Task description:
Rewrite everything from the line containing "this sample: (741,482)." down to the end of the rows, changing every "Query" to "Label" and keeping all else the same.
* Begin *
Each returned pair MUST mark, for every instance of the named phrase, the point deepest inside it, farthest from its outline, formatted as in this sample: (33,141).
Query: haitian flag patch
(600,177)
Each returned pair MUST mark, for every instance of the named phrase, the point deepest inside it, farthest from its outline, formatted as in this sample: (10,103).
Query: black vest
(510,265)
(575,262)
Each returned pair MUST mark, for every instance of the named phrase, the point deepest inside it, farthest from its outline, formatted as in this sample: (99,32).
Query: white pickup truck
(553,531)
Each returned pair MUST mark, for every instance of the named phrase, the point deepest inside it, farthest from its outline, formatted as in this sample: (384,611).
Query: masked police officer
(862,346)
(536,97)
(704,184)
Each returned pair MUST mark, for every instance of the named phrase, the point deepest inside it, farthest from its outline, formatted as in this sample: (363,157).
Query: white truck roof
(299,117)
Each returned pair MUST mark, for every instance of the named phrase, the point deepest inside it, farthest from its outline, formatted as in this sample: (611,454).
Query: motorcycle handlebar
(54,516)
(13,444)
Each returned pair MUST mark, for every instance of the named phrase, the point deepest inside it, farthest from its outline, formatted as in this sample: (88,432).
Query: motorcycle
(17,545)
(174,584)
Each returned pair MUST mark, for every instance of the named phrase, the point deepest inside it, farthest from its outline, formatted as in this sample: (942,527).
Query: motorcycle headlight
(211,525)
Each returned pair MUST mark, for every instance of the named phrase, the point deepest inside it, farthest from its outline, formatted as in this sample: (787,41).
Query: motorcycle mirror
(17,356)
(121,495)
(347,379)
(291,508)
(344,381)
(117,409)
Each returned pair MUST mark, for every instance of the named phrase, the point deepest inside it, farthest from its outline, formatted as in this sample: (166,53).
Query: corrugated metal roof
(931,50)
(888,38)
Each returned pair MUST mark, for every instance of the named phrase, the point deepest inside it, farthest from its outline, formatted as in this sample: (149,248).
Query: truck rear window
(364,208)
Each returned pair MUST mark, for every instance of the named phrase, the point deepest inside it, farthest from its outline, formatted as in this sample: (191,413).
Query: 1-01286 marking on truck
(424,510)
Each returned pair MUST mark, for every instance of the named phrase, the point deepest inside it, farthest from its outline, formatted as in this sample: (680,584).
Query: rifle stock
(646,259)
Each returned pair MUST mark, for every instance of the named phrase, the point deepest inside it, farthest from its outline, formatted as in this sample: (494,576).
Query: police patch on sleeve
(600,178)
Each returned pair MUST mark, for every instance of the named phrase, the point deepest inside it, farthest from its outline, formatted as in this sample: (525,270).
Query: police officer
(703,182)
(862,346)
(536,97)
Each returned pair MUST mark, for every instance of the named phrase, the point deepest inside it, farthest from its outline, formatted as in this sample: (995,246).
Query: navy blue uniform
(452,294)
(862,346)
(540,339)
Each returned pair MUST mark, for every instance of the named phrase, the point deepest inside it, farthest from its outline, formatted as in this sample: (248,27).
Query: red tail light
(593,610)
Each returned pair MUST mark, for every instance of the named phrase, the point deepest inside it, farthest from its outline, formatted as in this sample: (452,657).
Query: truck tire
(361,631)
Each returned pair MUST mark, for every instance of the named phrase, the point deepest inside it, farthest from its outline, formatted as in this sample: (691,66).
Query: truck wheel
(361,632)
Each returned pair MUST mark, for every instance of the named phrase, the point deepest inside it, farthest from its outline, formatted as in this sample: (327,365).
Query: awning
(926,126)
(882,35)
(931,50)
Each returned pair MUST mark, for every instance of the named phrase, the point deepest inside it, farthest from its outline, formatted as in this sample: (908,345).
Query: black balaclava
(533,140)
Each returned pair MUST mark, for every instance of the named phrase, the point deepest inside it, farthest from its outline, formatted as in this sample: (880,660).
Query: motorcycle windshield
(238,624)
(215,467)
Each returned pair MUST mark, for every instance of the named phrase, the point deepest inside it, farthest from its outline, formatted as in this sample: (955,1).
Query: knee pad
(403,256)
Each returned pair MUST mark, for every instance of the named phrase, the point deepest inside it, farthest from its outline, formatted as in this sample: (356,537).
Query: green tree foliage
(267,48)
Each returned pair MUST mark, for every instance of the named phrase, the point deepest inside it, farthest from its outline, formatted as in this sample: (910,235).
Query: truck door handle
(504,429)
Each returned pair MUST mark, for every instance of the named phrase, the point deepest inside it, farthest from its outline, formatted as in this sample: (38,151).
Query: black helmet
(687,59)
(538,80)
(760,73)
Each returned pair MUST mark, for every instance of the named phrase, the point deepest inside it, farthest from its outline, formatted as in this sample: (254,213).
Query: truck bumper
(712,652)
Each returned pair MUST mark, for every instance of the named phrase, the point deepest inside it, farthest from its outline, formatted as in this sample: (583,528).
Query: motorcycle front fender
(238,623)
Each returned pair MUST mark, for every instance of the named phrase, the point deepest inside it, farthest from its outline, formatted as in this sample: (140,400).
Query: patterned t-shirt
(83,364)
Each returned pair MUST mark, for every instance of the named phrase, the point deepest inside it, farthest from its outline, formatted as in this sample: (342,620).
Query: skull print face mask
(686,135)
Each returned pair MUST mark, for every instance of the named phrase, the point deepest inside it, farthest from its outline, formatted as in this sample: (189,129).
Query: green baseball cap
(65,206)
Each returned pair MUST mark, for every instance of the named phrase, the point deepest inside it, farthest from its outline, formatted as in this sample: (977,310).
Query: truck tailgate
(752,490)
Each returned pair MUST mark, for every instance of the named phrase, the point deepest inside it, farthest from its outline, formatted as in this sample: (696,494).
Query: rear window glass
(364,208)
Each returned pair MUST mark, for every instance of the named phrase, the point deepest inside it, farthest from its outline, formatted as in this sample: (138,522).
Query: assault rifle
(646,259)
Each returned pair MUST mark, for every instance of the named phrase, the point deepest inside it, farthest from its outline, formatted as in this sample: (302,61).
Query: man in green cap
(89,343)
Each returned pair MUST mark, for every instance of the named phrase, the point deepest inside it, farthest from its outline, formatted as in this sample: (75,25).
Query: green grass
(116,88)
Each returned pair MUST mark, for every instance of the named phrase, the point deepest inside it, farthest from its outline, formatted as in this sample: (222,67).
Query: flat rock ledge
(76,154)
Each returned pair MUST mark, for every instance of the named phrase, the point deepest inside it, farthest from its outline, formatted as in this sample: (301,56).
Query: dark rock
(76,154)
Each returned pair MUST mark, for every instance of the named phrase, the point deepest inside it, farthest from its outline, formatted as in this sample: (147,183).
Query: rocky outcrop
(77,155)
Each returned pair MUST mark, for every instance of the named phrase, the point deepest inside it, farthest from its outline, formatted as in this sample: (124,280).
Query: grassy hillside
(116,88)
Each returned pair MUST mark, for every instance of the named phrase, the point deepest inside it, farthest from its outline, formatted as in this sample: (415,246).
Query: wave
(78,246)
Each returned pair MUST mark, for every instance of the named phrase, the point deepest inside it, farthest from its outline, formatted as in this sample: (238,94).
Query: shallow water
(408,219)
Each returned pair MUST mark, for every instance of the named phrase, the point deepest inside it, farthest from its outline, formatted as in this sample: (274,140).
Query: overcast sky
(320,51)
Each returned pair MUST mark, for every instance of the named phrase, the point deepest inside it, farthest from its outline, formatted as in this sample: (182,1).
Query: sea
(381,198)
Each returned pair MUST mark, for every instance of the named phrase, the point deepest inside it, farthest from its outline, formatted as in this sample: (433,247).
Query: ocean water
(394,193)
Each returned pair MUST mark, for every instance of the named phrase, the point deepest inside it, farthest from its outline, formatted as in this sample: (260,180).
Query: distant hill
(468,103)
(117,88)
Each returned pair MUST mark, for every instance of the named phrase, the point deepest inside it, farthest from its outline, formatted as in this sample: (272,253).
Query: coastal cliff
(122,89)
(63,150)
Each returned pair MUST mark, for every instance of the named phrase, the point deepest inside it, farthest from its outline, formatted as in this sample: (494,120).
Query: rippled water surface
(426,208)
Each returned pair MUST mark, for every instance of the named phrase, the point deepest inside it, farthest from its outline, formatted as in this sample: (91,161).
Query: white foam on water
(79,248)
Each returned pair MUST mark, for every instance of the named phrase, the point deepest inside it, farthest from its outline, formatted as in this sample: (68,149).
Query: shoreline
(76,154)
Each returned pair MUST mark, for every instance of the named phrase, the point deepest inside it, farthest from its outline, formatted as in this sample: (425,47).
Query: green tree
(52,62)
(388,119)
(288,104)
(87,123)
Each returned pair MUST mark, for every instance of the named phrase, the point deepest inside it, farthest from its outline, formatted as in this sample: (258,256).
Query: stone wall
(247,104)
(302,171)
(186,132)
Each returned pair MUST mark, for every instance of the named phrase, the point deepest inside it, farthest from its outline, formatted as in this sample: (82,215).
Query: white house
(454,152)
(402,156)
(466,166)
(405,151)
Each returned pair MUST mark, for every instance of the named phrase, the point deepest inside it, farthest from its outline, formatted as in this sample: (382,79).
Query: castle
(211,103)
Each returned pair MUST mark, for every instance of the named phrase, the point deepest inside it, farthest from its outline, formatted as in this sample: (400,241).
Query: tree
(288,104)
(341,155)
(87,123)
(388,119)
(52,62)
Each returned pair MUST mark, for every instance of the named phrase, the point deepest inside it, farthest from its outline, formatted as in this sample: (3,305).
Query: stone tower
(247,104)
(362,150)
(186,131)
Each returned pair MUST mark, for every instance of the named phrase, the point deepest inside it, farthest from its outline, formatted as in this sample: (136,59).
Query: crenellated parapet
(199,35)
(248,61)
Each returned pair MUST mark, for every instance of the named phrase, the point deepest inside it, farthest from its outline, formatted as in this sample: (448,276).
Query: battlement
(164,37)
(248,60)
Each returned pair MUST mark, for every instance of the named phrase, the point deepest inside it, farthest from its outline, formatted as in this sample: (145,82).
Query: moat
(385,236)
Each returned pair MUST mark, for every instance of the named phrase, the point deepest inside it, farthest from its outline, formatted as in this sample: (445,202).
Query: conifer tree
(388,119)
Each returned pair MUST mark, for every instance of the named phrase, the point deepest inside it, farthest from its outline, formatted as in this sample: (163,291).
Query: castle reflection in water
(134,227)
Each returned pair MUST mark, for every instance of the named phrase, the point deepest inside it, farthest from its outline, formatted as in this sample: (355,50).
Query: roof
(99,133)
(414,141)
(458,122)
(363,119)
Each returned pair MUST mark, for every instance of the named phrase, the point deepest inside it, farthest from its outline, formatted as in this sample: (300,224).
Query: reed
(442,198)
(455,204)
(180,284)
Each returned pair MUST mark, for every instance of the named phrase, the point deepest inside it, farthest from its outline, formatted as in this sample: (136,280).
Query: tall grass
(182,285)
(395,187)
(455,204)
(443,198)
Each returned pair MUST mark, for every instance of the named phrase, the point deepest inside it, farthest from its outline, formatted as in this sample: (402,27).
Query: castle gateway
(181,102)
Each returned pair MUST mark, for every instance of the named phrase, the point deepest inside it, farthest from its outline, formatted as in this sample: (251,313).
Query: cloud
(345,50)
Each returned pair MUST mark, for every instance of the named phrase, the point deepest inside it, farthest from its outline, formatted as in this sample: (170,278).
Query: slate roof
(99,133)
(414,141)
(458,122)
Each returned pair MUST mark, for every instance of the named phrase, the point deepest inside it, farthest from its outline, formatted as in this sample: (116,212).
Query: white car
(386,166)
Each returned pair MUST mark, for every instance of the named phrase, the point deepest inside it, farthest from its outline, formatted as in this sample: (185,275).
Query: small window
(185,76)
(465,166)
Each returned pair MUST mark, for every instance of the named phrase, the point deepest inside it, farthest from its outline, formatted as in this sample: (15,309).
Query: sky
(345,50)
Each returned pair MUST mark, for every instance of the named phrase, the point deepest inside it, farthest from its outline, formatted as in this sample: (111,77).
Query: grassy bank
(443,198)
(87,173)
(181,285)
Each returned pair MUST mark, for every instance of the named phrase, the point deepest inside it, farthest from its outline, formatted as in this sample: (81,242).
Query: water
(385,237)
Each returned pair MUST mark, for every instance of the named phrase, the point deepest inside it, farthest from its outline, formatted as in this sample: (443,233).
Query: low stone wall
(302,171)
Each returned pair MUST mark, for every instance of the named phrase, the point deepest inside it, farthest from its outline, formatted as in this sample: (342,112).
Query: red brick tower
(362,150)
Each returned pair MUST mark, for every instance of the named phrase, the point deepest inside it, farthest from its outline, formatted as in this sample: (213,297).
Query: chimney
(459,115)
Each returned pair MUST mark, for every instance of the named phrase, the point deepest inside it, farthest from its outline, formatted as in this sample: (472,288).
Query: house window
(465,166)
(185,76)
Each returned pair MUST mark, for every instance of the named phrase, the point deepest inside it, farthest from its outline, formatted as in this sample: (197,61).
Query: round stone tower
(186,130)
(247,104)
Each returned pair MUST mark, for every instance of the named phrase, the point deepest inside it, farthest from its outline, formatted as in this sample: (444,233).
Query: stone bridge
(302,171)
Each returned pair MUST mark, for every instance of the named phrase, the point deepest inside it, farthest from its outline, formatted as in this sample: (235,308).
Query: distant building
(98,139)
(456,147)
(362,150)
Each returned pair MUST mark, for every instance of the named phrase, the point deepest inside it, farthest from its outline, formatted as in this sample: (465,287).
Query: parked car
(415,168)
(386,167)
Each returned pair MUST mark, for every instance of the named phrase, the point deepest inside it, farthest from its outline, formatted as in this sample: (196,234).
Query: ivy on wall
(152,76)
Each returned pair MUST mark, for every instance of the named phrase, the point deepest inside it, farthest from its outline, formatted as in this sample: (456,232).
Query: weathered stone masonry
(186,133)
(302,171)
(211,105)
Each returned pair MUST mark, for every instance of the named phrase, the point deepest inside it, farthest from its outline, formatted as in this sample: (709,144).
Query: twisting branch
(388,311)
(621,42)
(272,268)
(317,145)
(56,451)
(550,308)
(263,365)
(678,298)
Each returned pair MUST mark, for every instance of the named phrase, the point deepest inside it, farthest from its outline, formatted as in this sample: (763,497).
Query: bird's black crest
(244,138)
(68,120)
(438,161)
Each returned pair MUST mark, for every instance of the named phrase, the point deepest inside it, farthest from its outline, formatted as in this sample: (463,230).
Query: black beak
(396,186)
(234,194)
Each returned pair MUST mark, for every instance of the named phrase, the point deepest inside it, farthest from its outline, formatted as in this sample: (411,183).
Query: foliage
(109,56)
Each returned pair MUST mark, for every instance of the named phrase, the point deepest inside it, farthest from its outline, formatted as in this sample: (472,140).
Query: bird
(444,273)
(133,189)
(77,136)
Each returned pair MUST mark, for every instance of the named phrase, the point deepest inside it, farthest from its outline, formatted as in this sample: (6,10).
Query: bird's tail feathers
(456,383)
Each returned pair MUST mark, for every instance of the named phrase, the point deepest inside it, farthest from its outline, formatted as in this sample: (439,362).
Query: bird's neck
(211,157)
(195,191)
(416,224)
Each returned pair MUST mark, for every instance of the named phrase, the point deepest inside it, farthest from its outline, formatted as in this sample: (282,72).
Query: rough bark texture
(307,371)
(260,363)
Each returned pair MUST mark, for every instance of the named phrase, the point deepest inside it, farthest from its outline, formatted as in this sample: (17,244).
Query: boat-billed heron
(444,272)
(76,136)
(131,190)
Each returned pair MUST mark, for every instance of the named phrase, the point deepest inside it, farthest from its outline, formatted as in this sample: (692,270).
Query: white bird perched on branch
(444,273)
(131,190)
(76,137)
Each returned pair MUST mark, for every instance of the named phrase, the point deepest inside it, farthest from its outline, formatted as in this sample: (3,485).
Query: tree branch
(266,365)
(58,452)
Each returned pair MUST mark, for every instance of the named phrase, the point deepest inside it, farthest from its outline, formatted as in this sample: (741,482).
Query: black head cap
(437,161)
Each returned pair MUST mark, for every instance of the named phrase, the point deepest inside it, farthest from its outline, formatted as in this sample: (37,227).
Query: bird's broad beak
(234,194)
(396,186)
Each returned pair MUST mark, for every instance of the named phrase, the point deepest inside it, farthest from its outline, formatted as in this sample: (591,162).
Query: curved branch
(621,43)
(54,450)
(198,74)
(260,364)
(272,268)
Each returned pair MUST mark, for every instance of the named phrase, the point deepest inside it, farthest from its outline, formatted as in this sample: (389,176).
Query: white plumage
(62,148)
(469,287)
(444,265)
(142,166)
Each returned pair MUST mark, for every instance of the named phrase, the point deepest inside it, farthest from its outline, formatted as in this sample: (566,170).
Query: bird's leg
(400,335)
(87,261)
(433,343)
* End *
Result below:
Each returned pair MUST mark, for every instance of the named phrase, the point deepest inside it, farthest from its outline, formatted as in this sample: (741,482).
Label: black head cap
(437,161)
Each returned pair MUST mark, for every instance of the named phrase, the point deepest inside it, farthest from its outline, formatted as in this sample: (37,227).
Label: bird's broad beak
(234,194)
(396,186)
Each returned pair MUST mark, for every instance of the named phrase, the point deepest inside it, farthest from its outline, formatted as in this sample: (591,162).
Label: curved branch
(621,43)
(54,450)
(198,74)
(260,364)
(272,268)
Each returned pair MUST mark, for every instance of the named phrase, the point deepest inside it, farthest from its outline, formatted as in this sample: (389,176).
Label: white plumage
(62,148)
(469,287)
(444,265)
(142,166)
Each returned pair MUST mark, for every instance of the named phrase, the point deepest inside it, farthest from its outline, formatted as in this sample: (566,170).
Label: bird's leg
(400,335)
(87,261)
(433,343)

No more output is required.